Zu erledigen:
Gib aus dem Forumsthread zur Türzuhaltung die Stelle von „Hallo ich als“ bis „auf eure Tipps.“ wortgetreu wieder.

Ausgewählter Text:
>>

# Türzuhaltung nach Performance Level e



## Adrian26 (9 Oktober 2012)

Hallo ich als neutechniker habek mal eine Frage,

Um eine Sicherheitstür abzusichern werde ich eine Türzuhaltung installieren 2 kanalig, nun will ich die beiden kanäle in Serie zu dem anzusteuernden Schütz schalten als Schütz sind 2 in Serie geschaltete Siemens Standardschütze vorgesehen.
Meine Frage nun reicht das um performance Level e zu erreichen oder benötige ich redudante Schütze bzw. ein Sicherheitsrelais zwecks Querschlussüberwachung und funktionstest.

Mein vorgänger hatt dies Einkanalig gelöst meines erachtens fatal.

Freue mich schon auf eure Tipps.


----------



## Dont_Panic (10 Oktober 2012)

*Ple*

Wenn PLe, dann auch eine Sterung nach Kategorie 4.


----------



## M-Ott (10 Oktober 2012)

Du musst auf jeden Fall eine Fehlerüberwachung durchführen, wenn Du PLe erreichen willst, ganz so einfach wird das also nix. Ich empfehle Dir, ein Sicherheitsschaltgerät zu verwenden. Den abzuschaltenden Schütz musst Du auf jeden Fall redundant mit Rückführkreis ausführen.

<<

Bereitgestellte Angaben:

>>

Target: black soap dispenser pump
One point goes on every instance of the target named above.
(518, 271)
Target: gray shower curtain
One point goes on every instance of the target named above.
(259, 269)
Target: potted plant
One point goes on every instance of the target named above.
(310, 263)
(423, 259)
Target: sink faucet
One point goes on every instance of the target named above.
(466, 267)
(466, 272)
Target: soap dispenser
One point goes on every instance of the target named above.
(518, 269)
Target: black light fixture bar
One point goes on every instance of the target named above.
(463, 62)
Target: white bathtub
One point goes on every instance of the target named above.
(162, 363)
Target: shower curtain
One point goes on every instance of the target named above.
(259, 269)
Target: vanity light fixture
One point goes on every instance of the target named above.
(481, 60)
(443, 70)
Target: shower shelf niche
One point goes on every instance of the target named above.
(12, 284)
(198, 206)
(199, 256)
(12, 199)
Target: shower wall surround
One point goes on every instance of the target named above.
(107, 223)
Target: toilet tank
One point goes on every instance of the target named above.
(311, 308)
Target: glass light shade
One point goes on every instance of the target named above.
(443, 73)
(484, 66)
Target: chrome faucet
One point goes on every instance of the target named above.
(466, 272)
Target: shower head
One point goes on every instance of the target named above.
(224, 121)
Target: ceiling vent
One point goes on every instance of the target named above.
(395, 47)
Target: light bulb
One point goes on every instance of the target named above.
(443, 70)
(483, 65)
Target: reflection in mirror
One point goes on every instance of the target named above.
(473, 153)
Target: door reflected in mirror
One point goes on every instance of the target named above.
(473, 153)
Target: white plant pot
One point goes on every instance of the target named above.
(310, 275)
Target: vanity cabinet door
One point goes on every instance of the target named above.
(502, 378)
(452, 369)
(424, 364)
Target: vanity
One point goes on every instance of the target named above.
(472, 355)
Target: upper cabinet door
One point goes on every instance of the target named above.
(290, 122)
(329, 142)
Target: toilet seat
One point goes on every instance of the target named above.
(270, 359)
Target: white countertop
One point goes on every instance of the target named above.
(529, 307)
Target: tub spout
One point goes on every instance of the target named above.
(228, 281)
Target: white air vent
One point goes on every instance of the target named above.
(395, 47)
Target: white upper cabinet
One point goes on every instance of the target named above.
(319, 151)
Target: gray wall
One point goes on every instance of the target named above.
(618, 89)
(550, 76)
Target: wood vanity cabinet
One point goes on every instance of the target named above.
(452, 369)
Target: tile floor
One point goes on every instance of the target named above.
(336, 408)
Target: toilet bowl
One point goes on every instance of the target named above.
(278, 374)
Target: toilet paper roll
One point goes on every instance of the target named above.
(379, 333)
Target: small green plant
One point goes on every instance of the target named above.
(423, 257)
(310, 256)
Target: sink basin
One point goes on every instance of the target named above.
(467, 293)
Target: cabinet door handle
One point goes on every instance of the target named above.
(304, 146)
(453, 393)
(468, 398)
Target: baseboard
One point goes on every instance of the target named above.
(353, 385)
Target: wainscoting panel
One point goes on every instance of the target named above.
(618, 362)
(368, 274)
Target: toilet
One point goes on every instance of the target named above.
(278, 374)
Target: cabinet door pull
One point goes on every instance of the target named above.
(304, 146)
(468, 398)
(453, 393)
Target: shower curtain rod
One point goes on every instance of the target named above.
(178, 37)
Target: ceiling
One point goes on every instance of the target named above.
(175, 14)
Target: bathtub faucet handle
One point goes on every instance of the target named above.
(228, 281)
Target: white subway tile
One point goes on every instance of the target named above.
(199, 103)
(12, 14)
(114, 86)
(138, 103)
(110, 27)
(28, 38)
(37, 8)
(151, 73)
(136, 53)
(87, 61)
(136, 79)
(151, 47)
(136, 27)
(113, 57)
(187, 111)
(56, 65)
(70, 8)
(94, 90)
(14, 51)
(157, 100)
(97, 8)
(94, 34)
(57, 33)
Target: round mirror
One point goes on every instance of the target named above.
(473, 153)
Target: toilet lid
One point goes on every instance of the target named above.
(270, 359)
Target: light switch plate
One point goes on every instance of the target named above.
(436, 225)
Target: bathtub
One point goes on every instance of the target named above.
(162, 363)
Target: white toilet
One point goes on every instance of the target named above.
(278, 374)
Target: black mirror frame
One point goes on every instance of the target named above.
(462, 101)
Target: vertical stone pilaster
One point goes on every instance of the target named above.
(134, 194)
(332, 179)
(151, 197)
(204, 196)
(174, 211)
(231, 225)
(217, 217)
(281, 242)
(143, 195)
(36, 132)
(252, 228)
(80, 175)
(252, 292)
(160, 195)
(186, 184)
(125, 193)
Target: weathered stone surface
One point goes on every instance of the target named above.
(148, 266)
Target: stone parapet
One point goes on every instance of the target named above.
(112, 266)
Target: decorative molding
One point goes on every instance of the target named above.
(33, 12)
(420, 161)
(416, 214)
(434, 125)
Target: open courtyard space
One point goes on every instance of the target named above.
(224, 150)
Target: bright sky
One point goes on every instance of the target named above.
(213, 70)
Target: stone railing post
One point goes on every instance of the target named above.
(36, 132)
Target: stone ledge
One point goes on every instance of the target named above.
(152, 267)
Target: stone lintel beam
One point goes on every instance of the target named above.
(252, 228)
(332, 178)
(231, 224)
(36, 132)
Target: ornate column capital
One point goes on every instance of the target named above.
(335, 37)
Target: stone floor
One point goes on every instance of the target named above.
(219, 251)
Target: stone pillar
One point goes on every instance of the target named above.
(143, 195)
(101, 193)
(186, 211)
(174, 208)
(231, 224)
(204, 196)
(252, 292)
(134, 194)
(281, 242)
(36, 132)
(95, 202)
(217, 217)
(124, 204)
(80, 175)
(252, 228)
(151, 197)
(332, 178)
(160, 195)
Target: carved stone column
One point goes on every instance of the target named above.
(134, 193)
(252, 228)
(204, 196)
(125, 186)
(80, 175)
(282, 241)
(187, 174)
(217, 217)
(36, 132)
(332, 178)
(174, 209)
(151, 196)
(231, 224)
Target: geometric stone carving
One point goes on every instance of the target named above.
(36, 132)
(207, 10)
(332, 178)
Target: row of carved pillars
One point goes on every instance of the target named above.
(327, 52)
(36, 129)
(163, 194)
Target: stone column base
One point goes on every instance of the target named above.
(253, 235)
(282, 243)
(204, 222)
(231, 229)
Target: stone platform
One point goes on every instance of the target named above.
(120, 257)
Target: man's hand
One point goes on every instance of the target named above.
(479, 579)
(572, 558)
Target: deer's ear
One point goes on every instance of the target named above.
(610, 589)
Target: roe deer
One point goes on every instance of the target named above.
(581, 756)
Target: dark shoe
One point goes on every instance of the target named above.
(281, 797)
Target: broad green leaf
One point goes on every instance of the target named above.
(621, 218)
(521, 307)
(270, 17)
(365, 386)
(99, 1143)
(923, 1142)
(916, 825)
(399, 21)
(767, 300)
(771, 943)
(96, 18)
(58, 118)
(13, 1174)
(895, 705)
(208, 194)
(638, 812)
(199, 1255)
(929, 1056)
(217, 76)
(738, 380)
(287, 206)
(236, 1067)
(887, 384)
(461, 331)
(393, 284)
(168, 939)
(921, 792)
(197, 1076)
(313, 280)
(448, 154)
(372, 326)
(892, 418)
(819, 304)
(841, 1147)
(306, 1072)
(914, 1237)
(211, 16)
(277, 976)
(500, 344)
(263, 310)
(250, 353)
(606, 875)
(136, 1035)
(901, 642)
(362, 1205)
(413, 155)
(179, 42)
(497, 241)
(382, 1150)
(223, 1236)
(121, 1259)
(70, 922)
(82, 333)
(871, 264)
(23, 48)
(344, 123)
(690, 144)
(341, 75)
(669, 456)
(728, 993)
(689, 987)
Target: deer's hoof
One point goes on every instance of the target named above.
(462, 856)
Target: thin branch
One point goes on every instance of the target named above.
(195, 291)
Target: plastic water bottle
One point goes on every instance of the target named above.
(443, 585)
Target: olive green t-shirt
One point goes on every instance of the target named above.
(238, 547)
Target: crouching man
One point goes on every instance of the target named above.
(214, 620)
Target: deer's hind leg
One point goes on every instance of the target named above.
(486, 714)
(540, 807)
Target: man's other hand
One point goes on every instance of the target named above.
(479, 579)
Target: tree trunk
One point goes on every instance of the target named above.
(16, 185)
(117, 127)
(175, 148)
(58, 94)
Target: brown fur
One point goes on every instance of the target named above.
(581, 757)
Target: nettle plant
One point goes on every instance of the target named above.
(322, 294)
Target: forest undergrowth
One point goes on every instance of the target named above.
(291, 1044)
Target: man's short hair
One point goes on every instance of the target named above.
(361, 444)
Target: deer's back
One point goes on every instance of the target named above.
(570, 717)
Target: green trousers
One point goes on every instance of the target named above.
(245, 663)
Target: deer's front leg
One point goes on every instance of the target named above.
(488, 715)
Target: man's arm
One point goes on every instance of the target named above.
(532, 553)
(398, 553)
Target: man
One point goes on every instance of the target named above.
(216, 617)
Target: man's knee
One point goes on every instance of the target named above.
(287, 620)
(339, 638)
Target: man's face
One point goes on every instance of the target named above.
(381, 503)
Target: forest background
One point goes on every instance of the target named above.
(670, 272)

<<

Lösung:
Hallo ich als neutechniker habek mal eine Frage,

Um eine Sicherheitstür abzusichern werde ich eine Türzuhaltung installieren 2 kanalig, nun will ich die beiden kanäle in Serie zu dem anzusteuernden Schütz schalten als Schütz sind 2 in Serie geschaltete Siemens Standardschütze vorgesehen.
Meine Frage nun reicht das um performance Level e zu erreichen oder benötige ich redudante Schütze bzw. ein Sicherheitsrelais zwecks Querschlussüberwachung und funktionstest.

Mein vorgänger hatt dies Einkanalig gelöst meines erachtens fatal.

Freue mich schon auf eure Tipps.